### EXERCISE PROMPT
Please restate the entries below word for word, leaving out any pictures.
::::
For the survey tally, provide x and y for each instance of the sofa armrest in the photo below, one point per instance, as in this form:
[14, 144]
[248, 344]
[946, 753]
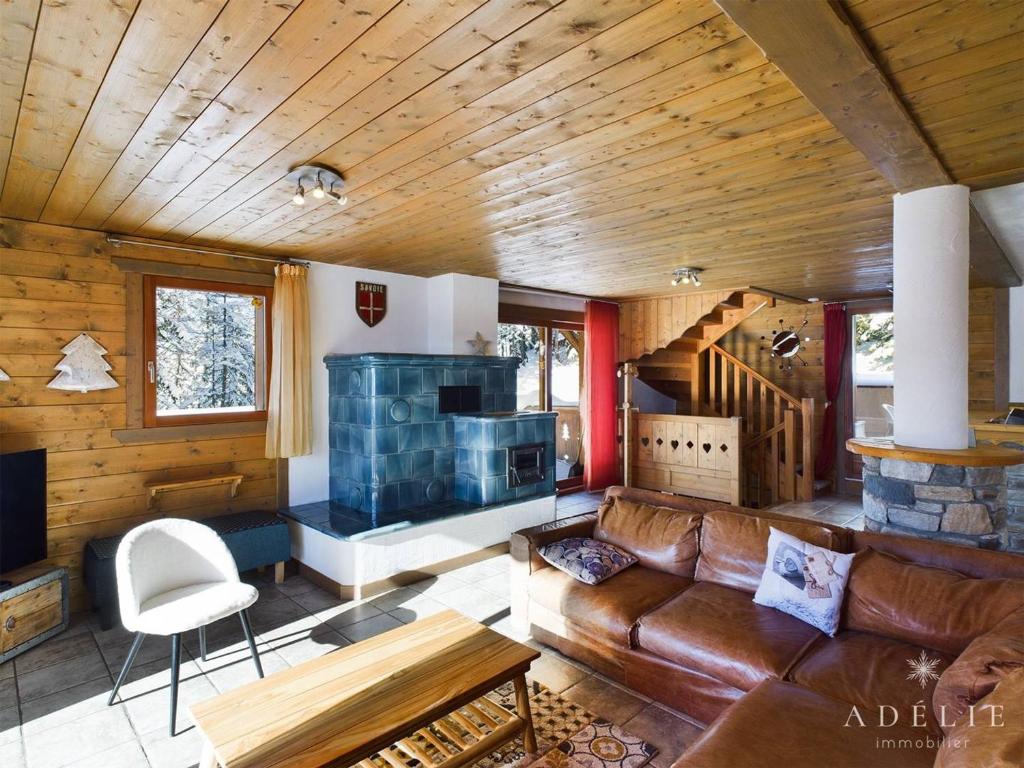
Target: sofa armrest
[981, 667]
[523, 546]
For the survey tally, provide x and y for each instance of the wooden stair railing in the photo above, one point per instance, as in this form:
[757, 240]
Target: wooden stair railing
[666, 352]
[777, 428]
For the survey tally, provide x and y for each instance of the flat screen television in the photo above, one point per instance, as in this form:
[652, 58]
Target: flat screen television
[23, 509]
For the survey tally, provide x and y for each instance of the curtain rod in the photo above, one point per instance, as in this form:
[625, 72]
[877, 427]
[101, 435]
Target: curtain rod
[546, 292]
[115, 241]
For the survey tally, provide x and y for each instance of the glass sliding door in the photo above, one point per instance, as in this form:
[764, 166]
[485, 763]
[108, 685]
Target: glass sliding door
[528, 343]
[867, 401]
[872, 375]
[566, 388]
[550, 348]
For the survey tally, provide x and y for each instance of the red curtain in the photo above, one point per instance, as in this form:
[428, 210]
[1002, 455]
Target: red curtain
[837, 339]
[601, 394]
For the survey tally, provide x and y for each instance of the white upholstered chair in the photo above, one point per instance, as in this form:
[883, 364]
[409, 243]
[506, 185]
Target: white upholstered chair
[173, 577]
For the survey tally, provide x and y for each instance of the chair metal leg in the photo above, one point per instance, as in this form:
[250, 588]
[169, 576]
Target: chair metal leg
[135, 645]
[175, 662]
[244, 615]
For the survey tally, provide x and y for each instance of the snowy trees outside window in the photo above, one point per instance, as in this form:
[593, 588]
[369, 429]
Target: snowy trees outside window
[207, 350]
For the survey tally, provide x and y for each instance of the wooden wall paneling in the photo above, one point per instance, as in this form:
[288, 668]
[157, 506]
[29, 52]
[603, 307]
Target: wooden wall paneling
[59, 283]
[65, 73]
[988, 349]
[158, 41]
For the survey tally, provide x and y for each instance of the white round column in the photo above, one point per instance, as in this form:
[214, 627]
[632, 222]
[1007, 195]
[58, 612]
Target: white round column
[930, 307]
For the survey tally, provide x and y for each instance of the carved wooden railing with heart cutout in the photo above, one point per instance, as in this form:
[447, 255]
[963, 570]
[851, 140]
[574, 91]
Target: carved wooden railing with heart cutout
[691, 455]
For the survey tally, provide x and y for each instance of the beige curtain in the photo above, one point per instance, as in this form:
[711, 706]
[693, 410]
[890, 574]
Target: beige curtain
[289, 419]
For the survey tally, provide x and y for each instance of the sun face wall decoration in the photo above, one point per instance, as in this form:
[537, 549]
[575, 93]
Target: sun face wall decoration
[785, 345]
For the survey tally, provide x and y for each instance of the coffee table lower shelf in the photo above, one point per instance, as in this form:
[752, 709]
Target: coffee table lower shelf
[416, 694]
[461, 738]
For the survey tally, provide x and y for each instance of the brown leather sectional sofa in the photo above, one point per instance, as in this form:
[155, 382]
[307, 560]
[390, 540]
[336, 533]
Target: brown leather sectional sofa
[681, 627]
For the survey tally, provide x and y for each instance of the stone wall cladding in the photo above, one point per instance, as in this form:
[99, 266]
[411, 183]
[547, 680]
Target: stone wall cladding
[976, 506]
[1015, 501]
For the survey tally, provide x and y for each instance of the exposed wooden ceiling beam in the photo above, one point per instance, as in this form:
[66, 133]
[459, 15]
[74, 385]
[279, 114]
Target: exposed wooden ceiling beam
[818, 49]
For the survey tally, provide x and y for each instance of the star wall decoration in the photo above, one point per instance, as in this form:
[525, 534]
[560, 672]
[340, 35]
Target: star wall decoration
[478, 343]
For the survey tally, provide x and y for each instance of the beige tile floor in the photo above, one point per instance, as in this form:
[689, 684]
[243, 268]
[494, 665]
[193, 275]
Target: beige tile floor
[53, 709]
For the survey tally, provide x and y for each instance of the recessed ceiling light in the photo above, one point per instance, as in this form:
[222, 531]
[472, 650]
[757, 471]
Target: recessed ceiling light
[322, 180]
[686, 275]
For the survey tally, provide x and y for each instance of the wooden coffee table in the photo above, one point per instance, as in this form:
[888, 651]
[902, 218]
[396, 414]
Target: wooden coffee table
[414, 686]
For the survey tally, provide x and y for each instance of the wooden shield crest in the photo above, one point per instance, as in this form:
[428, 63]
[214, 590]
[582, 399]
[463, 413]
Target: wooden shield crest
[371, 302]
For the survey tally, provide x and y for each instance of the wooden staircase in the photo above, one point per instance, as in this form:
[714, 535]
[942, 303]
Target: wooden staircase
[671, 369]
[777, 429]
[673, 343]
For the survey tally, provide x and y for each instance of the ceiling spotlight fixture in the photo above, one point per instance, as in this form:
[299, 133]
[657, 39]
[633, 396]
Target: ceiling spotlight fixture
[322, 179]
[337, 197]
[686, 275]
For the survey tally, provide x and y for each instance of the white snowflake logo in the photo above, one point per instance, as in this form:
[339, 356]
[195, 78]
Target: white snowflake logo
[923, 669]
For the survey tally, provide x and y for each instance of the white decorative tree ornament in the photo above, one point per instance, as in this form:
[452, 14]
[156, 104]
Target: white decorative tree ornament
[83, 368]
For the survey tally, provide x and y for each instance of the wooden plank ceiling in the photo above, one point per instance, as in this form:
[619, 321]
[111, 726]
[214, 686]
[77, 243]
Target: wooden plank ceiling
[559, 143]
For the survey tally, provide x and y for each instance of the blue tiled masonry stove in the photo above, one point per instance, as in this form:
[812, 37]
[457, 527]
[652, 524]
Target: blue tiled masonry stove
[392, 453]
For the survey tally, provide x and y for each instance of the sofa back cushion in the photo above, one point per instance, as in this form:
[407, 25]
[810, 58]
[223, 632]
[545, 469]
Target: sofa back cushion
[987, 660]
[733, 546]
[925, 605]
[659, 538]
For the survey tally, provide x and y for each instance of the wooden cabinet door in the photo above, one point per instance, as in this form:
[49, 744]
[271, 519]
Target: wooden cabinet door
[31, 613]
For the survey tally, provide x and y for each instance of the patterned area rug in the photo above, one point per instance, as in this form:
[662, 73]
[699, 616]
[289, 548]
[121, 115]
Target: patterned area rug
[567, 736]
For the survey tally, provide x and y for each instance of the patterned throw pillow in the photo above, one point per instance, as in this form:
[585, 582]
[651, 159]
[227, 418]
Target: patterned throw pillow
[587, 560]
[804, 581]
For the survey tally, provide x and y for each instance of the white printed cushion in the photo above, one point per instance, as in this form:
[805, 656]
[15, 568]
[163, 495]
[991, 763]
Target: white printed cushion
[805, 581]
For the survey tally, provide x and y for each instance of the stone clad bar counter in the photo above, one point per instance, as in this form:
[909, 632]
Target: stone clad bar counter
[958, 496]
::::
### TASK RESPONSE
For the survey tally, provide x and y for each instance of the sofa armrest in the photo below, one point per instance, as in this form:
[14, 144]
[248, 344]
[946, 753]
Target: sofa armrest
[981, 667]
[523, 546]
For the survey tally, provide x and y for each instance of the wooden stair railing in the photo above, one point per instance, as in this form:
[757, 240]
Target: wooden stair railing
[666, 352]
[777, 428]
For the survey tally, provide x and y for each instance of the flat screen television in the photo above, one point per instance, as in this form:
[652, 58]
Target: flat screen television
[23, 509]
For the survey tally, provide x and y for each instance of the curtain rod in the photo above, one point per instance, as in this form:
[625, 72]
[877, 427]
[101, 435]
Target: curtain rod
[546, 292]
[115, 241]
For the survey tally, provide x and y for each instance of the glass sliding door in the photo above, one point per instance, as in this form:
[764, 166]
[485, 763]
[108, 685]
Target: glass sliding door
[528, 343]
[867, 401]
[872, 375]
[566, 388]
[550, 348]
For the survey tally, provide x and y for each instance of the red curtain in the photo above, one point per instance, as in this form:
[428, 210]
[1002, 455]
Target: red curtain
[837, 339]
[601, 394]
For the survey tally, provide x and y for each instance of the white upholstered chair in the photo above, one point per instance, as in this form:
[883, 364]
[409, 243]
[506, 185]
Target: white upholstered chair
[173, 577]
For the survey tally, provide x and y for each instance of the chair metal leg in the photo above, one point per instance, as in this form:
[250, 588]
[169, 576]
Target: chair metal leg
[135, 645]
[175, 662]
[244, 615]
For the survey tally, provide x and y for each instance of the snowy trees outside window in the photo above, one point per instance, as in this form:
[593, 588]
[369, 429]
Target: snowy trees outside window
[207, 350]
For the survey tally, provide x and y for each instance of the wooden wall paneling in the photo above, one point per instance, as in this form:
[288, 668]
[157, 506]
[29, 52]
[603, 307]
Target: wooden wall paneling
[59, 283]
[65, 73]
[988, 349]
[158, 41]
For the survey tally, provide x and y for each instance of the white round column in the photo above, one point per instance, as in this form:
[214, 627]
[632, 222]
[1007, 195]
[58, 612]
Target: white round column
[930, 307]
For the survey tally, provide x and y for each instance of the carved wooden railing with heart cutout in the photo above, one point per instance, as in this form:
[447, 255]
[963, 570]
[851, 140]
[574, 91]
Target: carved wooden railing with heart cutout
[691, 455]
For the survey tally, provide x and y for each instance of the beige curtain in the photo above, one point per instance, as in this form:
[711, 706]
[693, 410]
[890, 574]
Target: beige curtain
[289, 419]
For the survey tally, provide x and y for each instance of the sun face wall decoration in the photo above, one point per instance, as in this form:
[537, 549]
[575, 93]
Target: sun face wall decoration
[785, 345]
For the survey tally, provide x and y for each instance of the coffee table lower shelf in the photo above, one point per instance, as in this form:
[752, 709]
Target: coffee table lower shelf
[416, 694]
[461, 738]
For the survey tally, provide x and y for each instance of the brown leather sectional sofa in the photo above, one point per instance, as in this form:
[155, 382]
[307, 560]
[390, 540]
[336, 533]
Target: brown leather sectional sofa
[681, 627]
For the survey tally, provide x and y for each instance of the stone wall cladding in the photo above, one point per instance, as in this form:
[99, 266]
[411, 183]
[547, 680]
Target: stone wall cladding
[976, 506]
[1015, 501]
For the survey tally, provide x and y for each instance of the exposed wooden ceiling beam in the photo above, one point per instance, as in this form:
[66, 133]
[459, 15]
[74, 385]
[279, 114]
Target: exposed wooden ceiling beam
[818, 49]
For the survey tally, provide x and y for each instance of the star wall decoration in the photo above, one point per instance, as in this form:
[525, 534]
[560, 672]
[340, 35]
Target: star wall decoration
[478, 343]
For the survey tally, provide x and y for each instance of the beige tile floor in the photo above, one point per instance, as in this form:
[689, 684]
[243, 268]
[494, 665]
[193, 275]
Target: beige tile floor
[53, 709]
For the survey tally, provide x and y for each instance of the recessed ceiling light in the photo above, one point per instance, as in this form:
[222, 531]
[472, 650]
[757, 471]
Target: recessed ceiling light
[322, 180]
[686, 275]
For the survey tally, provide x and y for each instance of the wooden coffee table in the photo above, one point per instance, as in this form:
[888, 651]
[902, 218]
[396, 414]
Target: wooden coffee table
[414, 686]
For the survey tally, provide x and y for each instance of the wooden shield crest in the photo above, one point per instance, as in this form:
[428, 63]
[214, 590]
[582, 399]
[463, 413]
Target: wooden shield crest
[371, 302]
For the survey tally, provide x and y for each instance of the wooden staircase in the photo above, one point per instance, as in this form:
[714, 535]
[942, 303]
Target: wooden staircase
[671, 369]
[777, 429]
[673, 343]
For the survey tally, provide x and y for each instance of the ceiling spotlight fixture in the photo above, one point per instance, as in this form:
[299, 133]
[657, 39]
[633, 396]
Target: ceiling spotlight fixture
[322, 179]
[337, 197]
[686, 275]
For the survey tally, provide x and y for each instance of the white snowflake logo in the photo above, one point per instance, as in this form:
[339, 356]
[195, 78]
Target: white snowflake logo
[923, 669]
For the survey tally, provide x and y for each instance of the white decorative tree ornament in the photo above, one point per instance, as in this form:
[452, 14]
[156, 104]
Target: white decorative tree ornament
[83, 368]
For the survey tally, provide x and y for each instance of the wooden plank ceiling in the photo above, one point per instance, as in this form:
[619, 321]
[111, 726]
[214, 686]
[77, 243]
Target: wooden plank ceiling
[559, 143]
For the survey tally, provide x and y for each instance of the blue tiled masonry stove in the photo above, one point per instance, as in this form:
[812, 37]
[457, 527]
[652, 524]
Target: blue tiled masonry stove
[392, 453]
For the survey tally, provide x and y for each instance of the sofa back cushion in the photo above, one point per instance, as in this form:
[407, 25]
[810, 58]
[223, 632]
[545, 469]
Target: sofa back cushion
[987, 660]
[733, 546]
[925, 605]
[659, 538]
For the survey tally, provide x and y for each instance of the wooden cabinet door in the photo above, one point per instance, as in this form:
[49, 744]
[271, 519]
Target: wooden cabinet door
[31, 613]
For the survey tally, provide x and y for each instance of the patterned area rug in the photo above, one point per instance, as in this form:
[662, 73]
[699, 616]
[289, 548]
[121, 115]
Target: patterned area rug
[567, 736]
For the survey tally, provide x and y for each instance of the patterned throw pillow in the photo above, one point per instance, as in this form:
[585, 582]
[651, 159]
[227, 418]
Target: patterned throw pillow
[587, 560]
[804, 581]
For the survey tally, provide x and y for each instance of the white printed cushion in the photo above, one point per instance, as in this form:
[805, 656]
[15, 568]
[163, 495]
[991, 763]
Target: white printed cushion
[805, 581]
For the survey tally, provide x and y for each instance of the stone clad bar counter in the photo above, one point per instance, as in this form:
[909, 632]
Target: stone clad bar counter
[958, 496]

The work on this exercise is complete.